▸ **ФРАГМЕНТ ДОКУМЕНТА**
++++++++++

Вы, г. Аксельрод, спрашиваете, можно ли писать мне прямо из Швейцарии? У нас на яхте есть нанятый для посылок и разных поручений комиссионер-француз. Я упросил его не передавать моих писем никому, а прямо по получении на почте передавать мне лично, а потому, пожалуйста, будьте так добры, пишите, только посылайте простыми Ваши письма. Заказные приносит почтальон и расписывается, по обыкновению, старший помощник капитана. Да все равно, если, в конце концов, и выйдет за эти письма для меня какая-нибудь неприятность, — все равно, не могу же я себе отказать получать от Вас почаще советы и наставления, — по крайней мере, в настоящем, это для меня так же необходимо, как обыденная пища, тем более, пока я на яхте служу, вряд ли может представиться такое удобное время и место для переписки с Вами.
Мне хотелось бы знать о всех группах русских социалистов в Швейцарии. В бытность мою на пароходе ‘Нахимов’, в Константинополе схватили наши русские сыщики какого-то политического эмигранта и перевезли на катере ‘Барон Штейгер’ ‘Р. О-ва П. и Т.’ на пароход ‘Россия’ для отправки в Россию. Схваченный, как видно, был молодой человек невысокого роста, в черном пальто и шляпе с небольшим чемоданом, сыщики были одеты, как зажиточные турки.
Кто этот господин, и какая его судьба?[9] Мне до слез было его жалко. По дороге в Россию его стерегли, и сыщики не отходили от каюты, где он помещался.

++++++++++

▸ **ВЫБРАННЫЕ СТРОКИ**
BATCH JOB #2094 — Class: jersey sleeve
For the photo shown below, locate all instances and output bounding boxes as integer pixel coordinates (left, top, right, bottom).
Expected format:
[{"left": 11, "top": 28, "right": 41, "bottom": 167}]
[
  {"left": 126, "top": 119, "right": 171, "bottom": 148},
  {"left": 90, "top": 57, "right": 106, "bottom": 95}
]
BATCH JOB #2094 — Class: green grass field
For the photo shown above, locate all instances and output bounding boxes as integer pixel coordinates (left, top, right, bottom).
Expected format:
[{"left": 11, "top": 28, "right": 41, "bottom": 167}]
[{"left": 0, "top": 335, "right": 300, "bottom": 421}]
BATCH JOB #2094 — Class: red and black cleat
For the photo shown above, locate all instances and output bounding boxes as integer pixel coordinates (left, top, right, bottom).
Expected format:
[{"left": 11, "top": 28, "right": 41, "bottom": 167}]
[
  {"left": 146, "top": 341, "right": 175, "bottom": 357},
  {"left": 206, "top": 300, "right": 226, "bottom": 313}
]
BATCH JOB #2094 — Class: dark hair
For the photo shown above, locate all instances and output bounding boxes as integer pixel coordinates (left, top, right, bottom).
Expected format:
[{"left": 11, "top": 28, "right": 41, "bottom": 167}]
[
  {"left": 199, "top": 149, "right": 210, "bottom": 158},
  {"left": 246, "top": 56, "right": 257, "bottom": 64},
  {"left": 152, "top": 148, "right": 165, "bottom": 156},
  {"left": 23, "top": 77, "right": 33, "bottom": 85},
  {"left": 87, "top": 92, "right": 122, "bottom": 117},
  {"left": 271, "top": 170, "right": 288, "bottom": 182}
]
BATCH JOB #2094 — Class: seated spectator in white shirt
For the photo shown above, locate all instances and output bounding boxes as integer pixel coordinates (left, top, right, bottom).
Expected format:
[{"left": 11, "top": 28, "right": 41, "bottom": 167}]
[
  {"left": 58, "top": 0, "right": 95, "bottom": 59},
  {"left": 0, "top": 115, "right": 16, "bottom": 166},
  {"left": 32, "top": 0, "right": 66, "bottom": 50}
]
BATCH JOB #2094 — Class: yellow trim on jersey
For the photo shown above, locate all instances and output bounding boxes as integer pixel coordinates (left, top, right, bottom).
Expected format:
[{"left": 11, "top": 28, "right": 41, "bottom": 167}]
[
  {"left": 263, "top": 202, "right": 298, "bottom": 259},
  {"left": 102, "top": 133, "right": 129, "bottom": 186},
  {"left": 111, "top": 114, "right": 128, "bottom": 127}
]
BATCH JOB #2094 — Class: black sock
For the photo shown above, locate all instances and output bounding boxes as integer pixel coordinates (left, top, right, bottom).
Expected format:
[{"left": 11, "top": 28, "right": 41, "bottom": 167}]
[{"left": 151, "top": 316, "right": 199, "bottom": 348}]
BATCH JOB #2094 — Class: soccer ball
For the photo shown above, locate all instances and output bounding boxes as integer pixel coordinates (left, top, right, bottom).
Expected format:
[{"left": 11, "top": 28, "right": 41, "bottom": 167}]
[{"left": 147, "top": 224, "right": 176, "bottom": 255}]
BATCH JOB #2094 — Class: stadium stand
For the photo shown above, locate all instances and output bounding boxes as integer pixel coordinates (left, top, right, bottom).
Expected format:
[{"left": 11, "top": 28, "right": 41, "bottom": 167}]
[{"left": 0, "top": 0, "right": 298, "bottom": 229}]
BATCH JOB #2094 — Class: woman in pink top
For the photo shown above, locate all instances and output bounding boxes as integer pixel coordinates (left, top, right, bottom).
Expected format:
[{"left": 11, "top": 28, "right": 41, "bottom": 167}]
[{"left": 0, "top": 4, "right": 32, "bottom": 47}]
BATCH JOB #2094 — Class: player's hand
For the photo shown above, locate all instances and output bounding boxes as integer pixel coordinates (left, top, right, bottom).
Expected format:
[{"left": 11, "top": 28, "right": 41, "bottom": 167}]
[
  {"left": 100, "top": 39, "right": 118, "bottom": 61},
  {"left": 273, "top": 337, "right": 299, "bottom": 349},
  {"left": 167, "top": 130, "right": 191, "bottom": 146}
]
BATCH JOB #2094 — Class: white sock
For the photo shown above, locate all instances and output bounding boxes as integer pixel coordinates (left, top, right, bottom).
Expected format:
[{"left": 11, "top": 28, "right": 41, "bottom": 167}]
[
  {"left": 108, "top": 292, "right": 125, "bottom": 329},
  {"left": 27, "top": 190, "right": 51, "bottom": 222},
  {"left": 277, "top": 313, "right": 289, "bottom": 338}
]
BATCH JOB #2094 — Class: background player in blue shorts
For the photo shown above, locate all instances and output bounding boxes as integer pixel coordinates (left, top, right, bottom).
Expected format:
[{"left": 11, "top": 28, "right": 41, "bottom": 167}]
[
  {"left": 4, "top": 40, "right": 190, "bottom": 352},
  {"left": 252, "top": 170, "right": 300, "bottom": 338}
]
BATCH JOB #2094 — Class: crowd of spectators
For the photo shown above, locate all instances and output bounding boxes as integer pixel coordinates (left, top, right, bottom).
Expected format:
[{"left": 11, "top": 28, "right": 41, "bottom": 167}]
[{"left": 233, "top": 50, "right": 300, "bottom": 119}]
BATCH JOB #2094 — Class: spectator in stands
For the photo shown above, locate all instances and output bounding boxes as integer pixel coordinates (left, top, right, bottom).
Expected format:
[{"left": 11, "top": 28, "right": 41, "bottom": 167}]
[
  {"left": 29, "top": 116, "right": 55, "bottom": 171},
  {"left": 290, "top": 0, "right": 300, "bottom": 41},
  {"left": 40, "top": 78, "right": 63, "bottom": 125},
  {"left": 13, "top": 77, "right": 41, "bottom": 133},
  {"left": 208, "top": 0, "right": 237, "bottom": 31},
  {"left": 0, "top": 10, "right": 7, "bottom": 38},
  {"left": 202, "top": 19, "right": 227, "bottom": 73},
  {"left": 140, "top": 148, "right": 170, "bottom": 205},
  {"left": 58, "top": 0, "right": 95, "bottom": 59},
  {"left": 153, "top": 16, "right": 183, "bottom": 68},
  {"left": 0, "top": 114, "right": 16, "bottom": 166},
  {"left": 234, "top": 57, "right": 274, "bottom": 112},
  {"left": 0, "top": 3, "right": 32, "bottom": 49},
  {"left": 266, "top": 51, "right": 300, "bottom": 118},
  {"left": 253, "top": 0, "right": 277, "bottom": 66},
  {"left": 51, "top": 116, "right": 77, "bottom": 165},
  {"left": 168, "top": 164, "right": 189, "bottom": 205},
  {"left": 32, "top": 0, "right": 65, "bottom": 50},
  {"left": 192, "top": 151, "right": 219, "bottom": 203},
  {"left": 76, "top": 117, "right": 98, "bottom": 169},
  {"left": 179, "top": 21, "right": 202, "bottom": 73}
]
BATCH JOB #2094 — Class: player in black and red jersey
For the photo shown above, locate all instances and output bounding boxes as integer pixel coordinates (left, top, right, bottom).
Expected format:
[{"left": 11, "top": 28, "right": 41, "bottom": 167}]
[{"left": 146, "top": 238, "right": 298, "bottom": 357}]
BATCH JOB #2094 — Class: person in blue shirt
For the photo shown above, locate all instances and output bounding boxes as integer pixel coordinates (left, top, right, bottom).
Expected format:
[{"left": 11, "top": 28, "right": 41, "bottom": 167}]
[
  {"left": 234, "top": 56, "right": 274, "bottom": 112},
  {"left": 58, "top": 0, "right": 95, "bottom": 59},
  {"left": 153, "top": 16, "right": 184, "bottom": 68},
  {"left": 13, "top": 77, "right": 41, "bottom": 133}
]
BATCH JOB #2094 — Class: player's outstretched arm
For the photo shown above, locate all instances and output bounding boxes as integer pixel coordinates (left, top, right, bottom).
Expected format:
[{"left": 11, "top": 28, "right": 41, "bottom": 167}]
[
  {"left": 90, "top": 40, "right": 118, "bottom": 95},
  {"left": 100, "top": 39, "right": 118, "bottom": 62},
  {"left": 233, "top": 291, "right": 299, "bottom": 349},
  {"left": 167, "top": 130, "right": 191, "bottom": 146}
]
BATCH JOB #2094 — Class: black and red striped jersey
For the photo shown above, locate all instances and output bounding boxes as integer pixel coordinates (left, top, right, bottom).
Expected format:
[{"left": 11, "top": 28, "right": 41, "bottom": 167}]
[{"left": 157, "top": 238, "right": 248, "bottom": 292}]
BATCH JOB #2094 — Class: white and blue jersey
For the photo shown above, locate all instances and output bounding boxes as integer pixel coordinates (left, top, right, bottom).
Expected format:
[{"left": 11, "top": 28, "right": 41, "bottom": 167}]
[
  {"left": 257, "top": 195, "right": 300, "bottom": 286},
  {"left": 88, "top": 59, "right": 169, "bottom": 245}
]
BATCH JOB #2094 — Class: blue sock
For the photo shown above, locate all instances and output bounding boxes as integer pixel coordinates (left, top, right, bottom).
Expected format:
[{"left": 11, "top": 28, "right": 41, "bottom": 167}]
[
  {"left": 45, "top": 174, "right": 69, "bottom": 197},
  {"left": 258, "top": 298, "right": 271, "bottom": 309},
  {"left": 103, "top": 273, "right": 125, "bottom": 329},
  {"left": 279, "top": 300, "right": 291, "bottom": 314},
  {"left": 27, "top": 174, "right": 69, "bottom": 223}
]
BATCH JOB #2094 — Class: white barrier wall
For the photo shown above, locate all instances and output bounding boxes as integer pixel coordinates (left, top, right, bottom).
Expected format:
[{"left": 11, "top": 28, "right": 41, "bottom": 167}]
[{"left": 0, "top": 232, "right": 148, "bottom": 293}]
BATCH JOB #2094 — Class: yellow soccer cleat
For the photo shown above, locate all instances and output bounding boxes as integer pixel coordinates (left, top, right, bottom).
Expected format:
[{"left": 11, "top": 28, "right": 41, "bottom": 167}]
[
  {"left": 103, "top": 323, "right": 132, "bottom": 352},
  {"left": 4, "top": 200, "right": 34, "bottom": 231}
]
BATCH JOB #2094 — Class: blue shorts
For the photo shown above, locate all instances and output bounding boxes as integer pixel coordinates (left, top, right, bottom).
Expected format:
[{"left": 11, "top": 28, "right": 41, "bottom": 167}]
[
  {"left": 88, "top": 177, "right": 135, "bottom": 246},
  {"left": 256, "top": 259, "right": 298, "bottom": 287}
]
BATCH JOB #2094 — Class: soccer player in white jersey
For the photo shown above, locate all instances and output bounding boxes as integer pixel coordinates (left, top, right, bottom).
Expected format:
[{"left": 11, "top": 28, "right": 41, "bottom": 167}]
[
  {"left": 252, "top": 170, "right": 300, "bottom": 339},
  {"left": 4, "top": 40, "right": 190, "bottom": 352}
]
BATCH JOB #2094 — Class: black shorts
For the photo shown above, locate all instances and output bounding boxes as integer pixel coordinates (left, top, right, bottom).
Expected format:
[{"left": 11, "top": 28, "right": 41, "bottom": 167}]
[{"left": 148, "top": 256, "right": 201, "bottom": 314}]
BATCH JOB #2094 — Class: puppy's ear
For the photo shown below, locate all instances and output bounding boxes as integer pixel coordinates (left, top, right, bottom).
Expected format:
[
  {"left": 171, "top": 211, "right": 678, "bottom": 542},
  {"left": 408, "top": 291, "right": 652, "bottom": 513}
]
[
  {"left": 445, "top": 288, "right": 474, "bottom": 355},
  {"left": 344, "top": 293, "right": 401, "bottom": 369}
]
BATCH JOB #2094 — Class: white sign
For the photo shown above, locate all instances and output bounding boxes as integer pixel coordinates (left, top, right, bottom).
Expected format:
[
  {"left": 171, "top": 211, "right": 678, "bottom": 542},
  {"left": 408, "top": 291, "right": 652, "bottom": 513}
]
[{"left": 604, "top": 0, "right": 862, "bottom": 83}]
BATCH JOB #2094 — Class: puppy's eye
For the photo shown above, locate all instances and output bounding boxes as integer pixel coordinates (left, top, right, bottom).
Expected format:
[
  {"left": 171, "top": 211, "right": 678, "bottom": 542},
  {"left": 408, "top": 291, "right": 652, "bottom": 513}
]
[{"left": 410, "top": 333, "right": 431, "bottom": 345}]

++++++++++

▸ **СПИСОК ЗАДАНИЙ**
A. Как, согласно письму, были одеты сыщики, схватившие эмигранта в Константинополе?
B. Верните из письма дословно весь текст от слов «Вы, г. Аксельрод, спрашиваете, можно» вплоть до слов «переписки с Вами.».

▸ **ОТВЕТЫ К ЗАДАНИЯМ**
A. Как зажиточные турки.

B.
Вы, г. Аксельрод, спрашиваете, можно ли писать мне прямо из Швейцарии? У нас на яхте есть нанятый для посылок и разных поручений комиссионер-француз. Я упросил его не передавать моих писем никому, а прямо по получении на почте передавать мне лично, а потому, пожалуйста, будьте так добры, пишите, только посылайте простыми Ваши письма. Заказные приносит почтальон и расписывается, по обыкновению, старший помощник капитана. Да все равно, если, в конце концов, и выйдет за эти письма для меня какая-нибудь неприятность, — все равно, не могу же я себе отказать получать от Вас почаще советы и наставления, — по крайней мере, в настоящем, это для меня так же необходимо, как обыденная пища, тем более, пока я на яхте служу, вряд ли может представиться такое удобное время и место для переписки с Вами.